:: Page excerpt ::

Evil Town is a 1987 American zombie horror film directed by Curtis Hanson, Mardi Rustam, Larry Spiegel and Peter S. Traynor. Evil Town was the last film with the actor Dean Jagger.

Synopsis
The film depicts an evil scientist's (Dean Jagger) campaign to achieve eternal youth, through synthesizing a drug derived from human pituitary fluid. In extracting the fluid, he creates mindless zombies from the donors. Because the local town residents are in on the plot, to achieve immortality, they help the scientist, by abducting visitors who come through town.

Cast
 James Keach as Dr. Chris Fuller
 Dean Jagger as Dr. Schaeffer
 Robert Walker Jr. as  Mike
 Doria Cook-Nelson as Linda
 Lynda Wiesmeier as Dianne
 Michele Marsh as Julie
 Christie Houser as Terrie
 Dabbs Greer as Lyle Phelps
 Regis Toomey as Doc Hooper
 Lurene Tuttle as Mildred Phelps
 Richard Hale as Lester Wylie
 Hope Summers as Mrs. Wylie
 E. J. André as Earl

Production
The film went into production in 1984 and went through numerous re-writes and re-edits before release in 1987. It is made up of footage of several older films, with major footage coming from the unfinished Dean Jagger film God Bless Dr. Shagetz (1974). When the pieces of the various older films were patched together, there was inclusion of some new footage, including some with Jillian Kesner and nude scenes with Playboy Playmate Lynda Wiesmeier.

:::
:: Items ::

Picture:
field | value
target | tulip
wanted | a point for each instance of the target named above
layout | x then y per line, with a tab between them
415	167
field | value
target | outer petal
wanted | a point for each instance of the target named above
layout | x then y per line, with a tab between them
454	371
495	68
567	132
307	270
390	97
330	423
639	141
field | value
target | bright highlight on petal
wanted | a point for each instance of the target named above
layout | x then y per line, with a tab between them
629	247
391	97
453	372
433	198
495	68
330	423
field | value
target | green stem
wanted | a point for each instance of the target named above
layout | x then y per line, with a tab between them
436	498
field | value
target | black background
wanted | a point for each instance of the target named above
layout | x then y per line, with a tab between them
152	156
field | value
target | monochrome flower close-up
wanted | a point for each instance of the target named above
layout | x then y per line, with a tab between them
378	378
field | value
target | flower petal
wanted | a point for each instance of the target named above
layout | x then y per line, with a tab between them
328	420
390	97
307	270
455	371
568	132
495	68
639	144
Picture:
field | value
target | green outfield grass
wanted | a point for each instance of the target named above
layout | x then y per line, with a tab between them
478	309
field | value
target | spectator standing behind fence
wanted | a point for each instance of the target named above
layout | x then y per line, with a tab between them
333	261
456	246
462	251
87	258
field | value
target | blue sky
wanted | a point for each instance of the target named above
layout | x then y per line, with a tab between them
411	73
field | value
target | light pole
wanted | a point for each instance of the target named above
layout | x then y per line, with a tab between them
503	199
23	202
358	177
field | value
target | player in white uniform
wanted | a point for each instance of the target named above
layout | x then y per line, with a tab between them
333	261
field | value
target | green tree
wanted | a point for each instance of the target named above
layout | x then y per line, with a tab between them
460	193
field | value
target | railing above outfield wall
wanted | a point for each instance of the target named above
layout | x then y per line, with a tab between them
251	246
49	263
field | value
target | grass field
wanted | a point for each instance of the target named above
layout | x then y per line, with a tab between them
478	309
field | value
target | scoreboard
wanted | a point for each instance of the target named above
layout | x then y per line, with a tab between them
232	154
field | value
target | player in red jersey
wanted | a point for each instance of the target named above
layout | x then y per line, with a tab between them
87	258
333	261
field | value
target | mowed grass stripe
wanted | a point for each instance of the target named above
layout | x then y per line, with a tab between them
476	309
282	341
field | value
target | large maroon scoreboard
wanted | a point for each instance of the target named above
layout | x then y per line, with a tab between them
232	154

:::

# Set tasks
1. Output, word for word, the part of the Evil Town article that begins at the words "Evil Town is" and stops after "actor Dean Jagger.".
2. Pick up the article on the film Evil Town where it stops and keep writing it.
The records have no connection to the text about the film Evil Town.

# Response list
1.
Evil Town is a 1987 American zombie horror film directed by Curtis Hanson, Mardi Rustam, Larry Spiegel and Peter S. Traynor. Evil Town was the last film with the actor Dean Jagger.

2.
Pre spin-off
When beginning work on Evil Town in 1984, director Mardi Rustam liked the story enough to make his own version, which he released as Evils of the Night (1985), two years before the release of Evil Town.

Reception
Cavett Binion of All Movie Guide called it a "silly horror film" and noted that it was an assemblage of parts of earlier films, including an unfinished one from the 1970s, and that it was "spiced up with some gratuitous nudity courtesy of former Playboy playmate Lynda Wiesmeier". While remarking that the editor's efforts to maintain continuity were commendable, he concluded that "the end result seems hardly worth the effort".

Release
The film was scheduled for release on June 3, 1987, but due to the high level of anticipation for the movie, many theaters began showing it on the evening of June 2, 1987. It was released in the United States on VHS in November 1987.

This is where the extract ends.